• **What this task involves**
Put every line of the material below into a JSON list of strings, one string per line, and skip any blank lines.
-- Start of Data for this exercise --
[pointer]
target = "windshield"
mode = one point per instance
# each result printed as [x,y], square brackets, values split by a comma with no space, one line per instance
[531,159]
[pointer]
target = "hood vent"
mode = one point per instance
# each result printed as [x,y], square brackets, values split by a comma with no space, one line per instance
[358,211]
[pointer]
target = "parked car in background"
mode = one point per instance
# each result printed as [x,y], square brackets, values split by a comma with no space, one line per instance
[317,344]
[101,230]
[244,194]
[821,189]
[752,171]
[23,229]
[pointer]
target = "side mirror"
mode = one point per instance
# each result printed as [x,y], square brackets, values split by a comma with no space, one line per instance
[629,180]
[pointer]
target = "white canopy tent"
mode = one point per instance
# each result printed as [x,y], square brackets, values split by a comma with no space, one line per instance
-- End of Data for this exercise --
• **Full solution**
[
  "[pointer]",
  "target = \"windshield\"",
  "mode = one point per instance",
  "# each result printed as [x,y], square brackets, values split by a comma with no space, one line per instance",
  "[531,159]",
  "[pointer]",
  "target = \"hood vent\"",
  "mode = one point per instance",
  "# each result printed as [x,y], square brackets, values split by a comma with no space, one line per instance",
  "[358,211]",
  "[pointer]",
  "target = \"parked car in background\"",
  "mode = one point per instance",
  "# each result printed as [x,y], square brackets, values split by a comma with no space, one line per instance",
  "[317,344]",
  "[101,230]",
  "[244,194]",
  "[821,189]",
  "[752,171]",
  "[23,229]",
  "[pointer]",
  "target = \"side mirror\"",
  "mode = one point per instance",
  "# each result printed as [x,y], square brackets, values split by a comma with no space, one line per instance",
  "[629,180]",
  "[pointer]",
  "target = \"white canopy tent\"",
  "mode = one point per instance",
  "# each result printed as [x,y], square brackets, values split by a comma with no space, one line per instance"
]